[WORK REQUIRED] Pull out every line in the records below that contains the word "water", copying each line in full.

Bounding box annotation records
##############################

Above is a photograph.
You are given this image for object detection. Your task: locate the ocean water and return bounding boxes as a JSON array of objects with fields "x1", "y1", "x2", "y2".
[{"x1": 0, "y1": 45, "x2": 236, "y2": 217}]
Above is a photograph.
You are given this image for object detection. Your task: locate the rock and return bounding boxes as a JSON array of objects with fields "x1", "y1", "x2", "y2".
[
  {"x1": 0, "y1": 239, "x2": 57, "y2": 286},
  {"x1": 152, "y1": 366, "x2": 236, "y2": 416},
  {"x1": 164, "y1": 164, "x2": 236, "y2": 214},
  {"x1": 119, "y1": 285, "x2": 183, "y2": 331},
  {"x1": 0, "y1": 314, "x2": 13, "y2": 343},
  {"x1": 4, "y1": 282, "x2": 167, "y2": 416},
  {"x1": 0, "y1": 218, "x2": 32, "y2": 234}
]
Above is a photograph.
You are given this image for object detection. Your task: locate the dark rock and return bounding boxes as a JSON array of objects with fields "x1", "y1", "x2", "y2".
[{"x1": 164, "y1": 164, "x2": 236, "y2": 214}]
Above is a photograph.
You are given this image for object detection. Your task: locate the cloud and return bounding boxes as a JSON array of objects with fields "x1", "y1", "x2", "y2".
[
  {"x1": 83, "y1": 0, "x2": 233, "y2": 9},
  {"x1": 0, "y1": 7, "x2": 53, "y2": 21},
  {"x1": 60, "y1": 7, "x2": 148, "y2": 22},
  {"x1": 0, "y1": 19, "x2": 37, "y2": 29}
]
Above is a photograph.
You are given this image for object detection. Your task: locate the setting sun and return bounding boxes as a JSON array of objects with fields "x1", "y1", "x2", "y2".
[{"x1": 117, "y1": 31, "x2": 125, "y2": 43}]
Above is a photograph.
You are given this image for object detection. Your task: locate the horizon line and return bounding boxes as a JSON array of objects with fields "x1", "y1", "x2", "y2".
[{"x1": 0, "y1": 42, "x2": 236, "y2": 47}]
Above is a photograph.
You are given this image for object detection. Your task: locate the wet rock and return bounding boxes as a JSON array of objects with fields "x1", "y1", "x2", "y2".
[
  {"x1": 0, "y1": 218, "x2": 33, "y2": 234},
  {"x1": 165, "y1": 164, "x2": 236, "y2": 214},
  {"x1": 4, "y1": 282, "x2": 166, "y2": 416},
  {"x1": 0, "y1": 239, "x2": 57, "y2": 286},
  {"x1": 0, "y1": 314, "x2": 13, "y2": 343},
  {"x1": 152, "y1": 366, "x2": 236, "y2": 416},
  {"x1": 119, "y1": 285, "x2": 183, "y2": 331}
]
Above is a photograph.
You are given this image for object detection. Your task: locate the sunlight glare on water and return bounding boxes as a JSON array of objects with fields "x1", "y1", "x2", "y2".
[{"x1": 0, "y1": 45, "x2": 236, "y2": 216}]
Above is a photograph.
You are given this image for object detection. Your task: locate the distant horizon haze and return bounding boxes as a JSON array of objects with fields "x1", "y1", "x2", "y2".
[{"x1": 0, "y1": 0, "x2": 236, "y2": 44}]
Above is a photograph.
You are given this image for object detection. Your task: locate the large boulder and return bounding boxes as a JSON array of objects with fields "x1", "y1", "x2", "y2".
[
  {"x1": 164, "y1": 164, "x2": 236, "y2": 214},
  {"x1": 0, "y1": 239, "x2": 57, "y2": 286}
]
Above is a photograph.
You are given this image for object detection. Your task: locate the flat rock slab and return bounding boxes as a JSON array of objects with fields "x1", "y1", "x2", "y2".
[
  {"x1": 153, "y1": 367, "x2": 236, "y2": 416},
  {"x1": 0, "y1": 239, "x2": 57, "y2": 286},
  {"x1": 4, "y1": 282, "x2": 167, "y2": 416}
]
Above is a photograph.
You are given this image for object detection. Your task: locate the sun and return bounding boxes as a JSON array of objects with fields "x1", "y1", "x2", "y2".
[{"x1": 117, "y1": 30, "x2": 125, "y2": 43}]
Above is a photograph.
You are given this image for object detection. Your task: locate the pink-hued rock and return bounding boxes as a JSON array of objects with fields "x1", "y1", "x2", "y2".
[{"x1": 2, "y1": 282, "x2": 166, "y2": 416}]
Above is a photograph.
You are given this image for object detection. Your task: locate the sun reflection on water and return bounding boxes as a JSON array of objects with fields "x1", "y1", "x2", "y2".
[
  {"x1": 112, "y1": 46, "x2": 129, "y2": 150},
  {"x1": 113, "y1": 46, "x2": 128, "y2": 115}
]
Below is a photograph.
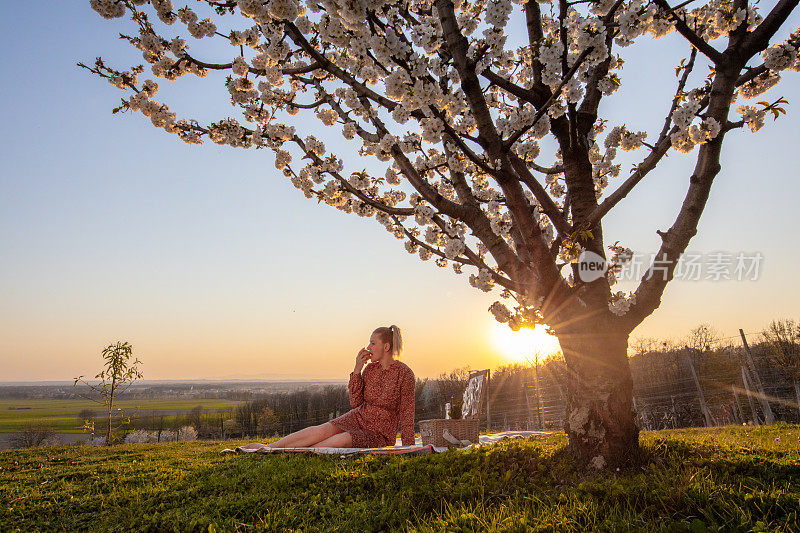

##############################

[RESPONSE]
You are given this image for object detection. Your task: locate the ocean water and return bounding boxes as a JSON array of objects with fields "x1", "y1", "x2", "y2".
You are given this image for object detection. Your task: locate the sunlight glare on water and return bounding boxes as a JSON array of objects with fields "x1", "y1", "x2", "y2".
You are given this image for object detection. Your task: locate the sun reflection on water and return bounding boxes as a JSON array of objects with fields "x1", "y1", "x2", "y2".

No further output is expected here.